Supplied passage:

Is HR the new frontier of social business and collaboration?

It’s an exciting time to be a HR professional with lots of social tools to assist in all areas of the employee lifecycle, writes Nathalie Lynton.

It’s an exciting time to be a HR professional with lots of social tools to assist in all areas of the employee lifecycle, writes Nathalie Lynton.

For people who live and breathe People and Culture there’s much more to Social Business than online recruitment. As a Social Business advocate, you may need to take the lead and take some risks… But hey, that’s where we live!

HR or P and C is often the first user of social within an organisation. Social media has been a key means of recruitment for some time, but its external rather than within the organisation.

Developing and executing a People and Culture strategy is essentially a social activity, and it touches all parts of the organisation. It’s about working with people, from recruitment and internal communications to remuneration and staff welfare, engagement and productivity to staff morale.  While it can be said that people come to work to work, there is no escaping that humans are social creatures when in the workplace or anywhere else. Harnessing that anthropological fact with emerging technologies can be a game changer.

Given task: In the article on HR and social business, what does the text say has long been a key means of recruitment?

Dataset entries:
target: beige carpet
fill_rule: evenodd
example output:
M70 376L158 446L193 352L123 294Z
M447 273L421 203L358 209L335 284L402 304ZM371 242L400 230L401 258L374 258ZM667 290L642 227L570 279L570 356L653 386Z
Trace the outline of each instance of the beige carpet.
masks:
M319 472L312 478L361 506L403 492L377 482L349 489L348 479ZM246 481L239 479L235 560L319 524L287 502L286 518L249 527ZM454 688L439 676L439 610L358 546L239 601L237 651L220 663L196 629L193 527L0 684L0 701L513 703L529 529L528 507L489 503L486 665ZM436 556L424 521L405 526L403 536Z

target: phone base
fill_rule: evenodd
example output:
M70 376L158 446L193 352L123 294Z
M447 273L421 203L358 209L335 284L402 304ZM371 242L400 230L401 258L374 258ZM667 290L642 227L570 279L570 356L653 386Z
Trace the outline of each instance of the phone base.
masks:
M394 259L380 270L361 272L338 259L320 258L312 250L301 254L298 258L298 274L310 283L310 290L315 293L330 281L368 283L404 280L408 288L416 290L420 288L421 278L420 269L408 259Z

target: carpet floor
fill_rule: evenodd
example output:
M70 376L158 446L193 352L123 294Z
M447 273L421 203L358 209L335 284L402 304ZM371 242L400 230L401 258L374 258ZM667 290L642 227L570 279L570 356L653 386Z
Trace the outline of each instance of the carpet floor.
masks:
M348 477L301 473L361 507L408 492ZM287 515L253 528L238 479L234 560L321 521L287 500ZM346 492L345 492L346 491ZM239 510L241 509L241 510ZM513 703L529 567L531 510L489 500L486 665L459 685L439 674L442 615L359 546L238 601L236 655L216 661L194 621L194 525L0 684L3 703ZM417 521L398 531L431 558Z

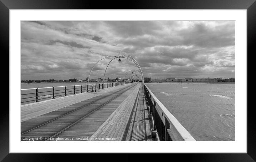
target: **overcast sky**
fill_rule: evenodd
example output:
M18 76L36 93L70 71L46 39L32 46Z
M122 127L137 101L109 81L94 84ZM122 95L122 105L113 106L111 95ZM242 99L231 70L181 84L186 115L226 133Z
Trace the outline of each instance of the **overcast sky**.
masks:
M85 79L107 56L133 57L144 77L235 77L234 21L21 22L21 79ZM103 78L111 59L90 78ZM126 59L106 77L139 71Z

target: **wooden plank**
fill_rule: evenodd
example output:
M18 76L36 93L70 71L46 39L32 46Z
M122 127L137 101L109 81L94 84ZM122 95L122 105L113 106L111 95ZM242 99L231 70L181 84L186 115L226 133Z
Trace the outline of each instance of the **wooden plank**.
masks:
M131 83L128 83L113 87L111 88L101 89L96 92L79 93L21 105L20 108L21 121L33 118L103 94L111 93L113 91L122 89L131 85Z
M61 116L62 114L65 114L65 116L40 127L40 128L35 129L22 135L21 137L51 137L56 132L79 120L82 117L89 113L91 113L88 116L87 116L85 118L80 121L76 125L70 127L56 137L72 137L73 136L76 137L84 137L85 136L86 137L90 137L106 119L112 114L115 108L122 103L124 98L137 88L136 86L132 86L131 88L128 87L128 90L117 90L117 91L118 92L115 91L112 91L112 93L110 93L110 96L107 97L105 97L106 95L109 95L103 94L101 96L96 96L93 98L22 122L21 127L21 132L23 132L30 127L34 127L34 125L33 125L35 123L36 125L38 125L41 123L45 123L46 121L50 120L56 116ZM104 103L112 98L114 99L114 100L111 100L106 104ZM91 102L92 101L95 100L97 101L97 102L92 103ZM88 103L90 103L90 104L84 107L81 107L80 109L77 109L78 107ZM103 106L93 112L92 112L92 111L94 111L94 110L99 107L100 105ZM73 110L75 111L72 111ZM70 111L72 111L72 112L68 115L65 114L67 112ZM84 125L85 123L85 125Z

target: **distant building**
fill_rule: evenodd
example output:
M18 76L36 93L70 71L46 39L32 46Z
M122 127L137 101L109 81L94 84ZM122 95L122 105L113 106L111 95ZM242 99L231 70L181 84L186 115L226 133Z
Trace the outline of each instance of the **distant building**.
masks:
M144 77L144 81L145 82L151 82L151 78Z
M166 82L166 79L151 79L151 82Z
M167 78L167 82L193 82L192 78Z
M228 78L227 79L222 79L222 82L236 82L235 78Z
M68 80L68 81L69 81L72 82L77 82L77 79L76 79L75 78L74 78L74 79L71 79L69 78L69 79Z
M91 82L99 82L99 81L97 79L91 79L90 81Z

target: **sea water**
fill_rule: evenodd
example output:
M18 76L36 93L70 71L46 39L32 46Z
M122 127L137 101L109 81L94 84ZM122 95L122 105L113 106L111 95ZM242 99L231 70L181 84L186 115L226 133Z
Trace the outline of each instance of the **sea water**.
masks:
M197 141L235 141L234 83L146 84Z

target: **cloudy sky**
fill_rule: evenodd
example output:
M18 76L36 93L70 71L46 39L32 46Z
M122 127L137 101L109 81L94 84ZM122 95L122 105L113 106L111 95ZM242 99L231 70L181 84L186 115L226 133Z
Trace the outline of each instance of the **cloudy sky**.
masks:
M94 64L109 55L131 56L144 77L235 77L235 22L22 21L21 79L85 79ZM103 78L111 59L90 78ZM106 77L139 71L123 59Z

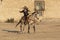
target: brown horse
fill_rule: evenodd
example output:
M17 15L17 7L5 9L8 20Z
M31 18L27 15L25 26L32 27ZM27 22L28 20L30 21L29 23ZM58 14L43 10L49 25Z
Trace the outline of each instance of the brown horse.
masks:
M20 30L22 31L22 25L24 24L24 25L28 25L28 33L30 33L30 25L33 25L33 29L34 29L34 32L35 32L35 22L37 21L37 20L35 20L35 19L39 19L39 18L37 18L37 13L36 12L33 12L31 15L28 15L28 17L27 17L27 20L25 21L25 23L24 23L24 16L19 20L19 22L18 22L18 24L17 25L19 25L20 24ZM17 26L16 25L16 26ZM24 30L24 28L23 28L23 30Z

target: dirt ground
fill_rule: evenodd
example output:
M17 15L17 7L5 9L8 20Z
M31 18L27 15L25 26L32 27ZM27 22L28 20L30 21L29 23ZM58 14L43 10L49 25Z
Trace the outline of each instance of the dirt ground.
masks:
M41 22L36 25L35 33L31 27L30 34L27 33L27 27L23 33L12 32L19 31L19 26L15 28L15 25L0 23L0 40L60 40L60 22Z

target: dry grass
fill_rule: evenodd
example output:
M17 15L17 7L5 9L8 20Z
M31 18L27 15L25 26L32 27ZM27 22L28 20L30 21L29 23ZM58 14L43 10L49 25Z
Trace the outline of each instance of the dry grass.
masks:
M19 31L19 26L15 28L16 23L0 23L0 40L60 40L60 23L41 22L36 25L36 32L31 27L30 34L25 27L24 33L7 32L4 30Z

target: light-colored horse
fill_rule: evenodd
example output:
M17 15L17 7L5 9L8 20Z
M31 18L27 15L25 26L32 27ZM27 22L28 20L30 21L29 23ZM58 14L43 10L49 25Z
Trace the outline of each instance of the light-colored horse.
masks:
M32 14L29 14L28 17L27 17L27 20L25 21L25 24L24 24L24 16L19 20L18 24L20 24L20 30L22 31L22 25L28 25L28 33L30 32L30 25L33 25L33 29L34 29L34 32L35 32L35 23L37 22L39 18L37 17L37 13L36 12L33 12ZM17 26L16 25L16 26ZM24 27L23 27L23 30L24 30Z

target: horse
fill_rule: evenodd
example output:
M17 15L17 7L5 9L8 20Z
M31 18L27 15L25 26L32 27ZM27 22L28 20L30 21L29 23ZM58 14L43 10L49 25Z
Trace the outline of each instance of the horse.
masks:
M37 13L36 12L33 12L32 14L28 15L27 17L27 20L25 21L24 23L24 16L19 20L19 22L17 23L17 25L20 24L20 30L22 31L22 25L28 25L28 33L30 33L30 25L33 25L33 29L34 29L34 32L35 32L35 23L36 23L36 19L39 19L37 17ZM16 27L17 27L16 25ZM23 31L24 31L24 28L23 28Z

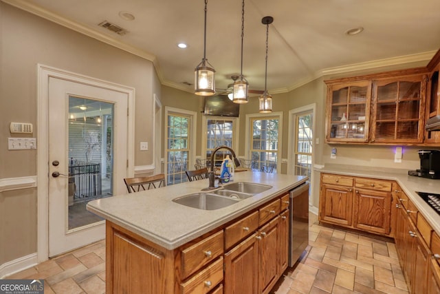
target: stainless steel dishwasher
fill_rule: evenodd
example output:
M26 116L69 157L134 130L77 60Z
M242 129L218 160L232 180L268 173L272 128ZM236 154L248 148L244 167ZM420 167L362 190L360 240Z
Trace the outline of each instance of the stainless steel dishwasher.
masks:
M289 266L293 266L309 244L309 184L289 193Z

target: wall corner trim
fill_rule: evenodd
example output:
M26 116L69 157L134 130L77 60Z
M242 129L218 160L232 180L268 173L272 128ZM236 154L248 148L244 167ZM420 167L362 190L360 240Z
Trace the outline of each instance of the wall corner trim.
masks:
M0 179L0 192L36 187L36 176Z

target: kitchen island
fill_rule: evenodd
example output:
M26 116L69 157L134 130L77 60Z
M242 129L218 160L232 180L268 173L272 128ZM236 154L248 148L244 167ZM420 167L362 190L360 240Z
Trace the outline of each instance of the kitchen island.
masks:
M272 187L214 210L173 202L208 180L89 202L106 220L107 293L268 293L287 266L288 193L307 180L237 173Z

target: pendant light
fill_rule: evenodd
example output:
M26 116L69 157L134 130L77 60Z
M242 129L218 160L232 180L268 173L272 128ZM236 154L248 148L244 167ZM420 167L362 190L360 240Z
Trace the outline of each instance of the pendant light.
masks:
M195 93L200 96L212 96L215 94L215 80L214 73L215 70L206 59L206 12L208 0L205 0L205 34L204 39L204 58L197 65L194 72L195 81L194 83Z
M241 65L239 80L234 82L232 90L232 101L236 103L247 103L249 83L243 76L243 38L245 28L245 0L241 2Z
M267 92L267 52L269 51L269 25L274 21L272 17L265 17L261 23L266 25L266 69L264 77L264 92L259 98L260 112L267 113L272 112L272 96Z

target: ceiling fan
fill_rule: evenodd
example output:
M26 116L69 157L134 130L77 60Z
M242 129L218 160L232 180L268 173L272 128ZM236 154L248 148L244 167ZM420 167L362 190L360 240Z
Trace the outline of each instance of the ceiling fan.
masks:
M234 83L239 78L239 76L238 75L232 75L231 76L231 78L232 79L232 83L228 85L228 88L226 89L216 89L216 95L227 95L228 97L230 99L232 100L232 89L234 87ZM249 94L262 94L263 92L264 91L263 90L252 90L250 89L248 90Z

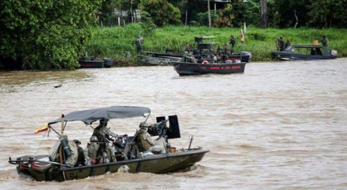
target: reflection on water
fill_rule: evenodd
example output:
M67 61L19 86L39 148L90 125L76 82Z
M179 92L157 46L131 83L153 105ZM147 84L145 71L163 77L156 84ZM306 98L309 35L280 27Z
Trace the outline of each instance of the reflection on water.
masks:
M225 75L179 77L170 66L1 72L0 187L345 189L346 73L346 58L253 62L242 74ZM187 148L193 135L192 147L211 151L184 172L118 173L61 183L19 178L7 163L9 156L46 154L56 135L33 131L61 114L112 105L149 107L152 122L176 114L181 138L172 145ZM115 120L110 126L133 135L142 121ZM92 132L78 122L66 129L82 147Z

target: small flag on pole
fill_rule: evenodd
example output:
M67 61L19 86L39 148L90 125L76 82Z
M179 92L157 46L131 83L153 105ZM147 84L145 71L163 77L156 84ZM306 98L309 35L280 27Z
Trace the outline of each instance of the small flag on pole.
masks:
M243 35L242 29L241 29L241 42L243 43L245 42L245 36Z
M48 125L44 125L39 128L37 129L35 131L35 134L37 134L41 132L43 132L45 131L47 131L48 130Z

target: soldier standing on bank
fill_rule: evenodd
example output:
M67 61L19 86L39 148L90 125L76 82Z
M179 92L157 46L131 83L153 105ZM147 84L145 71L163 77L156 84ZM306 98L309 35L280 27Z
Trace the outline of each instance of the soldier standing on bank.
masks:
M135 45L136 45L138 55L141 55L142 53L142 44L143 42L144 38L141 37L141 35L138 35L136 40L135 40Z
M276 41L276 47L277 49L277 51L282 51L284 49L284 41L283 41L283 36L281 35L277 38Z
M325 35L322 36L322 39L319 40L318 41L322 42L322 44L324 46L328 46L328 39Z
M235 46L235 44L236 43L236 39L235 39L235 37L233 35L230 35L230 43L229 43L229 44L231 45L231 49L230 50L230 51L231 51L231 54L234 53L234 46Z

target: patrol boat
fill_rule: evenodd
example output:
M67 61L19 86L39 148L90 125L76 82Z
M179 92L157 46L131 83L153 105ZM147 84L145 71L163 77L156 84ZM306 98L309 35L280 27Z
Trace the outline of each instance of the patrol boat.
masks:
M275 59L281 60L310 60L335 59L338 51L329 50L327 46L312 45L290 45L282 51L273 51L271 55Z
M148 108L111 106L63 115L61 118L48 123L48 127L60 136L63 134L63 129L68 122L81 121L91 129L93 127L91 124L97 120L136 117L144 117L147 120L150 115L151 110ZM148 127L148 132L151 135L163 137L167 141L168 139L180 138L177 116L169 116L168 119L165 116L156 119L158 123ZM167 125L168 122L169 127ZM59 122L62 124L60 134L52 127L52 124ZM122 139L118 139L113 143L112 147L115 152L121 152L123 157L117 157L116 161L109 163L70 167L62 161L62 159L58 163L50 159L49 155L24 156L15 160L9 157L8 162L16 165L17 172L20 176L23 174L37 181L63 182L117 172L119 170L123 171L125 170L131 173L164 174L177 172L201 161L209 151L198 147L191 148L192 137L188 148L176 149L171 147L167 150L166 153L163 154L143 154L144 153L140 153L139 151L134 136L124 135ZM66 148L62 142L61 145L61 150L63 150L60 151L62 153L61 155L66 158L65 151Z

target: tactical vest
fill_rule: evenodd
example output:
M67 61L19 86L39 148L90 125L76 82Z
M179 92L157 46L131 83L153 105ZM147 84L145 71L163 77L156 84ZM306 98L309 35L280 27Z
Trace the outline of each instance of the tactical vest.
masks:
M144 130L140 130L136 135L136 142L140 151L143 152L148 150L151 148L151 144L143 137L144 134L147 133Z
M89 158L93 159L98 157L98 149L99 149L99 145L94 147L90 146L90 144L88 143L87 147L88 147L88 155Z
M84 155L83 154L83 149L78 147L78 157L77 157L77 162L83 163L84 162Z
M103 127L104 127L98 126L95 128L95 129L94 129L94 131L93 132L93 135L96 136L96 138L98 138L98 140L100 142L104 142L105 140L105 137L104 136L103 133L102 132L103 130L100 130L101 128L102 128Z

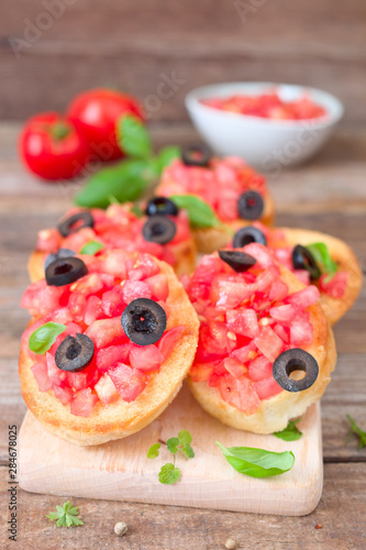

Response: Social media